Supplied text:

Dubai-based Emirates Airline has reported a net profit of $77 million for the first six months of the financial year ended September 30, 2008, down 88%, compared to $643 million in net profit for the same period in 2007, showing the impact of the record fuel prices earlier in 2008.

The drop in profits reflects a 40% increase in airline unit costs per tonne kilometer, with fuel spend more than doubling from $1.1 billion in the first six months of the previous fiscal year, to $2.5 billion in the first six months of the current fiscal year.

In the first half of its financial year 2008-09, Emirates’s operating revenues increased by 31% to $6 billion. Passenger traffic was up 11%, cargo tonnes up 13%, and passenger yield increased by 20%.

Seat factor averaged 78.3%, down slightly on 79.7% for the previous year, against a 13% increase in capacity. Emirates’s current fleet size is 121 aircraft. Since the beginning of the current financial year, Emirates received delivery of eight new wide body aircraft including two Airbus A380 superjumbo jets.

Ahmed Al-Maktoum, chairman and CEO of the Emirates Airline and Group, said: “The first half of the year has been very tough for the airline industry, with record fuel prices forcing many carriers to shut shop or consolidate. Emirates has worked hard to manage the impact of high fuel prices on our unit costs, while continuing to grow our business and provide our customers with a quality product and service.”

Goal 1:
Can you pull out every line of the rows that contains the string "metal", matching case exactly?
The rows that come next bear no relation to the article on Emirates's half-year results.

Material shown:
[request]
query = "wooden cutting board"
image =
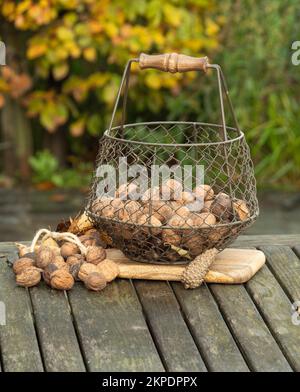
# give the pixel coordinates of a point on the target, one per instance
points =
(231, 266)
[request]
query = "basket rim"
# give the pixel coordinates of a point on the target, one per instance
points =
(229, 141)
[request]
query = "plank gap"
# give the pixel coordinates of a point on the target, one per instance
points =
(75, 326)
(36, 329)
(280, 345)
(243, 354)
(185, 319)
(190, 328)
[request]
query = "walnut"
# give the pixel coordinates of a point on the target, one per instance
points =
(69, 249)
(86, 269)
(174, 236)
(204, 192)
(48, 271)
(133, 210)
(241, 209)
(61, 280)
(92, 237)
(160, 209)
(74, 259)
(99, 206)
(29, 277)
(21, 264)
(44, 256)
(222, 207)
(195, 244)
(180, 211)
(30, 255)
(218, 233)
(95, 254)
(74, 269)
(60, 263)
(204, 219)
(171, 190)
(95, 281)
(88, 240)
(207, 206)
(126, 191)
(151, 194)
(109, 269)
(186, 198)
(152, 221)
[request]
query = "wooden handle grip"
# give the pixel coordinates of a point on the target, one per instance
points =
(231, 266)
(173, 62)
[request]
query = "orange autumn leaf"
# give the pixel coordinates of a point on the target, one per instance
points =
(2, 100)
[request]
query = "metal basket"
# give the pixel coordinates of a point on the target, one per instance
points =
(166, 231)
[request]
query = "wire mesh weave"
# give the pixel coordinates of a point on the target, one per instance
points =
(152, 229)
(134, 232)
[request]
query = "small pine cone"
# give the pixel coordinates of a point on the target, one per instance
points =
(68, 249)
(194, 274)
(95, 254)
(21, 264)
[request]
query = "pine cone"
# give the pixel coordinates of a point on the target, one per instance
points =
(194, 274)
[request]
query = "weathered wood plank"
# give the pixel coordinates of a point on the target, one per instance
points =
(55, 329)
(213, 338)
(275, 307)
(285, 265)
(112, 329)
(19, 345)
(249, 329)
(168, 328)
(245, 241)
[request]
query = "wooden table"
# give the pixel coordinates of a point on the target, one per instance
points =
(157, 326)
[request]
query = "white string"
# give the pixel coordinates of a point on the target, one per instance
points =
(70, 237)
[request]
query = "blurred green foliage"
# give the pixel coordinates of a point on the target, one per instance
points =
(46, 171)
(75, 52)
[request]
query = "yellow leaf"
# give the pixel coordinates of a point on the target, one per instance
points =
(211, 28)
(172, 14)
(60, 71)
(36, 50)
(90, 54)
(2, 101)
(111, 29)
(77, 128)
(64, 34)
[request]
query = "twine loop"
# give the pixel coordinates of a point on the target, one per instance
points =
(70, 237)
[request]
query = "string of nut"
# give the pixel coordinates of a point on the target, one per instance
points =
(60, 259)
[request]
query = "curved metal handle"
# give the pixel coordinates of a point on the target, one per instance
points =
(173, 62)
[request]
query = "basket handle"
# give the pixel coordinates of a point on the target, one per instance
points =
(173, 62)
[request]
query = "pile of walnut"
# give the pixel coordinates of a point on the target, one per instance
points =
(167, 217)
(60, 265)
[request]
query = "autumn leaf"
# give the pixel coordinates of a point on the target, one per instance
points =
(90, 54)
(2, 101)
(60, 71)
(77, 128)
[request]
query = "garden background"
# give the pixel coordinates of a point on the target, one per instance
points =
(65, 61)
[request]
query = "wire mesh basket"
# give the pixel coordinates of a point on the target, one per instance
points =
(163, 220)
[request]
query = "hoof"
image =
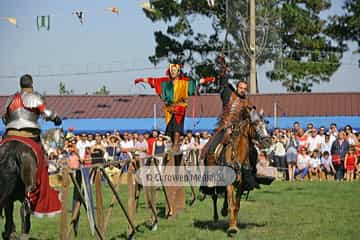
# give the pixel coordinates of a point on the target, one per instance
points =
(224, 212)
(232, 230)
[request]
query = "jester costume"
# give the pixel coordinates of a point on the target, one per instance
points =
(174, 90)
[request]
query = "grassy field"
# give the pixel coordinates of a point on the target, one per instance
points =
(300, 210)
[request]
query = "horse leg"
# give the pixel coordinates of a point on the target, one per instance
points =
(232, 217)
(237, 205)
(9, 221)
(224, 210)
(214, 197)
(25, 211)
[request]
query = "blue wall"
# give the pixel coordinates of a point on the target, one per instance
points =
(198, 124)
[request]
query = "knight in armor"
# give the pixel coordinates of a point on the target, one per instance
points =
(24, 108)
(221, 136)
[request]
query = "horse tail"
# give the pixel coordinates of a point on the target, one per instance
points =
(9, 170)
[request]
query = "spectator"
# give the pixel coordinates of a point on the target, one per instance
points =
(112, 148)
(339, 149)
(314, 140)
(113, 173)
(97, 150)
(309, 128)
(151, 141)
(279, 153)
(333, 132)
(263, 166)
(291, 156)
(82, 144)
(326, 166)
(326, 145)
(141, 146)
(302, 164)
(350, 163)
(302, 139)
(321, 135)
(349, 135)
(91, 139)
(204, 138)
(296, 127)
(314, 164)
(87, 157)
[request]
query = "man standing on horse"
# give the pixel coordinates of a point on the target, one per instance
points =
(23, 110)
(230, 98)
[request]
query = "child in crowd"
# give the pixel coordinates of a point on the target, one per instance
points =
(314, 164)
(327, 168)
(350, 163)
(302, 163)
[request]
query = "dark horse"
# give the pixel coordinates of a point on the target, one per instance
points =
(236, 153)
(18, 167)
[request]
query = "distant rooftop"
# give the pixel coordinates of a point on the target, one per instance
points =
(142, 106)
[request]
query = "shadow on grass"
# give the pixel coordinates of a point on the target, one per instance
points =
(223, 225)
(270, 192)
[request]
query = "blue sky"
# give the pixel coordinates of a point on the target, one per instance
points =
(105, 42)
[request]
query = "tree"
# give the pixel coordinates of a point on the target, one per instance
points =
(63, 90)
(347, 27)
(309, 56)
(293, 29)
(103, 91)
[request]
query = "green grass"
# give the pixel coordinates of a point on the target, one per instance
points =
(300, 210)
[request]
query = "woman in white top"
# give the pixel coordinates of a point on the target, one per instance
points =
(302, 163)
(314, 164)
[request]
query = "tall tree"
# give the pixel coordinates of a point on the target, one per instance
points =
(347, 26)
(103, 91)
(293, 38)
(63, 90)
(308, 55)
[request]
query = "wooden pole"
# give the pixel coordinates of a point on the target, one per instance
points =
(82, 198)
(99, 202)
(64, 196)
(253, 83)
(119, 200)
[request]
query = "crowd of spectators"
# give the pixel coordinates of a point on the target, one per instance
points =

==

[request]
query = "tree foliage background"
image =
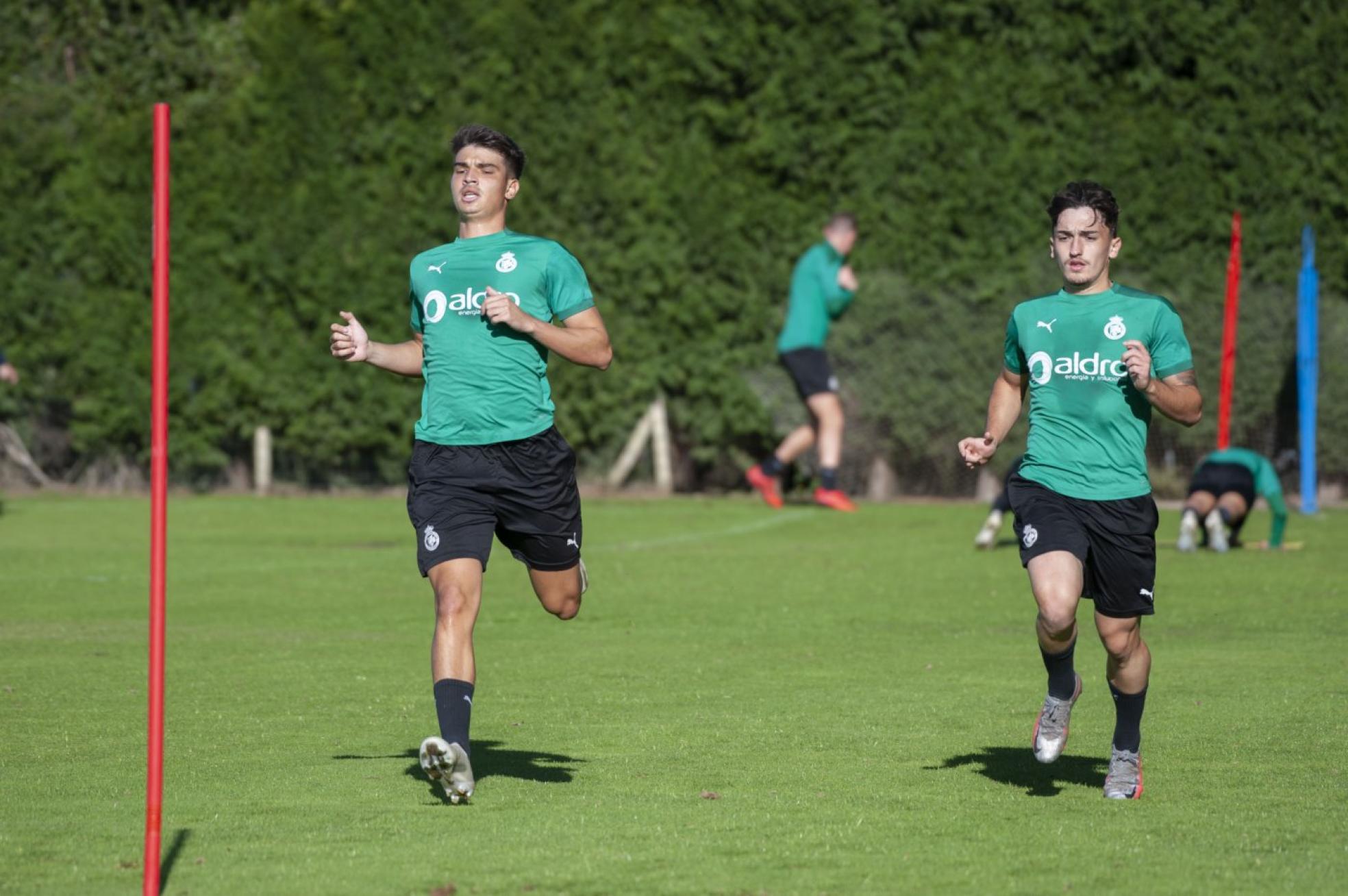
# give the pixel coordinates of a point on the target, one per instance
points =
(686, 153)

* * *

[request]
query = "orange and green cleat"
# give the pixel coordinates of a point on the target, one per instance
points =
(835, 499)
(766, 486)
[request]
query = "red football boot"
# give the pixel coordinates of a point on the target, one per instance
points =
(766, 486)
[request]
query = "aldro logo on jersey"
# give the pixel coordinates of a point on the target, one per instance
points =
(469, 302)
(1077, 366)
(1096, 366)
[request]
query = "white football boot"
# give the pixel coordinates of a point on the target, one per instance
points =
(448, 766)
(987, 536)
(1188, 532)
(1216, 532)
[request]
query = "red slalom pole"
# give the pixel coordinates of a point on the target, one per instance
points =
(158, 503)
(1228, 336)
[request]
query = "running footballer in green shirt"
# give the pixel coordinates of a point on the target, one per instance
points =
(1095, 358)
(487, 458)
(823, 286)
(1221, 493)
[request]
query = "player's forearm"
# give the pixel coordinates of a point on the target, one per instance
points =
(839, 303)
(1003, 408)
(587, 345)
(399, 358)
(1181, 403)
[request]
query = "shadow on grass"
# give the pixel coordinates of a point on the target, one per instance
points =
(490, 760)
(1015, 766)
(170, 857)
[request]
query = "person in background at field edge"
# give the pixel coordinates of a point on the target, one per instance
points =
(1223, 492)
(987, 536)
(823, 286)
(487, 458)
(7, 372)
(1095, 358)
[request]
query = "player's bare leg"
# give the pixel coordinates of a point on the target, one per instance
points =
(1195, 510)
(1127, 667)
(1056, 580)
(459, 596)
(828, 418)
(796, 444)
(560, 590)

Goal 2:
Could you quote everything in the article on Emirates's half-year results from "The drop in" down to "current fiscal year.", word for word?

Worked answer 1:
query = "metal basket"
query = "curved metal handle"

Worked answer 2:
The drop in profits reflects a 40% increase in airline unit costs per tonne kilometer, with fuel spend more than doubling from $1.1 billion in the first six months of the previous fiscal year, to $2.5 billion in the first six months of the current fiscal year.